— Required action —
Word for word, restate the records that come after this.

[Excerpts from a dataset]

* * * * * * * * *

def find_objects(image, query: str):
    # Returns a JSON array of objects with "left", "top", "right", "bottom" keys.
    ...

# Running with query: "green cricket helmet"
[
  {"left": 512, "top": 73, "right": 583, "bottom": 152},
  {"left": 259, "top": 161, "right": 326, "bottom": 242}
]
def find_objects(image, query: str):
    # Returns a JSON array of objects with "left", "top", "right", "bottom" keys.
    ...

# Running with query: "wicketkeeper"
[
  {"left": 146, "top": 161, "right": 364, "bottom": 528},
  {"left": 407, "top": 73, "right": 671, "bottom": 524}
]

* * * * * * * * *

— Finished exercise —
def find_objects(image, query: str):
    # Returns a JSON array of objects with "left", "top", "right", "bottom" keys.
    ...

# Running with query: "green cricket helmet"
[
  {"left": 512, "top": 73, "right": 583, "bottom": 152},
  {"left": 259, "top": 161, "right": 326, "bottom": 242}
]
def find_objects(image, query: str):
    # Returns a JSON array of objects with "left", "top", "right", "bottom" keys.
    ...

# Running with query: "wicketkeeper"
[
  {"left": 146, "top": 161, "right": 364, "bottom": 528},
  {"left": 407, "top": 73, "right": 671, "bottom": 524}
]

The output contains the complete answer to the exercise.